===== Material
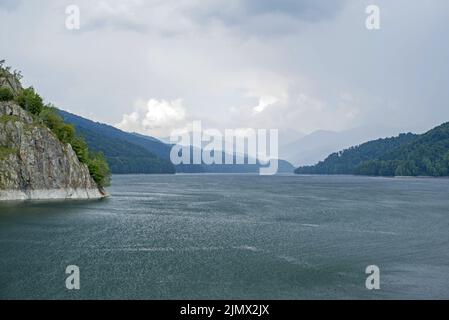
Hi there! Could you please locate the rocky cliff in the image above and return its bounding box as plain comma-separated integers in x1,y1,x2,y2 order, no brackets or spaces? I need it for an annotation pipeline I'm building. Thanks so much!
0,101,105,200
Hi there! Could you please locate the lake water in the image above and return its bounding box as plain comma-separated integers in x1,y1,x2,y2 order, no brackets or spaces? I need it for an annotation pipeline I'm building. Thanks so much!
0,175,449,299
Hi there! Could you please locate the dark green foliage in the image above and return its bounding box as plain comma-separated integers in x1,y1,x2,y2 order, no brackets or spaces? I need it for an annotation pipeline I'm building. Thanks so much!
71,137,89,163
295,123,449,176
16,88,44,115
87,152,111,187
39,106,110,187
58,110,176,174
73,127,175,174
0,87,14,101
==========
===== Material
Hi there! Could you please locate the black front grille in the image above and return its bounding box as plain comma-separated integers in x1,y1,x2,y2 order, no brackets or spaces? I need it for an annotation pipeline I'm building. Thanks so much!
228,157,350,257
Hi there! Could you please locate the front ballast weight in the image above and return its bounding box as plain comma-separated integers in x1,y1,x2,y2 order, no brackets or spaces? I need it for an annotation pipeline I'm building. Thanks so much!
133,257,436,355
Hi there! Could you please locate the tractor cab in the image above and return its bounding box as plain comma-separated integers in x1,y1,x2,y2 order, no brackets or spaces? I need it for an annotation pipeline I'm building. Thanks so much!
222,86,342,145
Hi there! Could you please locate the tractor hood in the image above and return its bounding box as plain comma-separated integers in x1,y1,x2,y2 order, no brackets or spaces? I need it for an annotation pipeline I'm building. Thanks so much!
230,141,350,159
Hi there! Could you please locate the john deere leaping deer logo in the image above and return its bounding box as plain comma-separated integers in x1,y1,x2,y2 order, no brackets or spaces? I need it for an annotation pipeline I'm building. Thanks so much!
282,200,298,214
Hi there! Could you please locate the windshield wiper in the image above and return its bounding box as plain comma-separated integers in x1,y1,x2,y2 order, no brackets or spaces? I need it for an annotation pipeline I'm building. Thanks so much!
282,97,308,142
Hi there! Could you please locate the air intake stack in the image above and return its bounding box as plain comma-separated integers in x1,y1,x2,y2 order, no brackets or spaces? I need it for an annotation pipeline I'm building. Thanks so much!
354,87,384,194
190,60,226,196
==========
===== Material
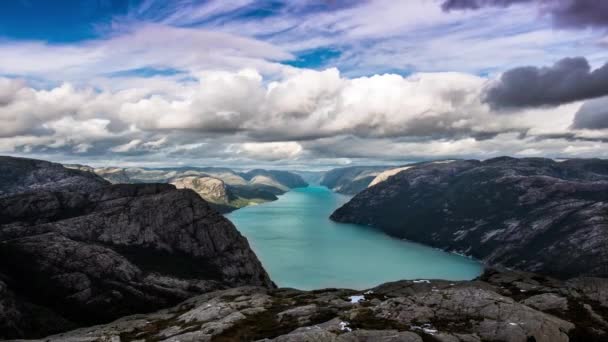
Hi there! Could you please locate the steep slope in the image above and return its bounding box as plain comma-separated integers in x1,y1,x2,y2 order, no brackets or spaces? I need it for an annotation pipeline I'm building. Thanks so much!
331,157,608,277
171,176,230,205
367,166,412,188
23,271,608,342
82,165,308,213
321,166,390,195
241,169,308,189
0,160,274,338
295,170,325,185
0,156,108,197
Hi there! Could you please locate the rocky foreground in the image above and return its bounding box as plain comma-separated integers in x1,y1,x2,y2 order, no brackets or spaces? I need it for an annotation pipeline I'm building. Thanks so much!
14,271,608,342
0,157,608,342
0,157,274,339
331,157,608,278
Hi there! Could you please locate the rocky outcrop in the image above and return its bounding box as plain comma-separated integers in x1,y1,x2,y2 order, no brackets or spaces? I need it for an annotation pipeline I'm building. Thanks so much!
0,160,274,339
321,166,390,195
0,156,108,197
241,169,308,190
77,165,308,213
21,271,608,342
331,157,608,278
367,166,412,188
==========
### [Your task]
Reproduce verbatim the stretch of lines from the one containing "Hi there! Could you please locate the rocky cliff" through the one containing "0,101,105,200", including both of those lines and nothing else.

### [Written reply]
Hi there! Could you please locate the rocky cliff in the image above and return its bounding box as plain comma-separated integers in x1,y1,x2,y2 order, no brackets or spaces? I need it for an annotation pipeline I'm building. Thanks so much!
0,101,105,200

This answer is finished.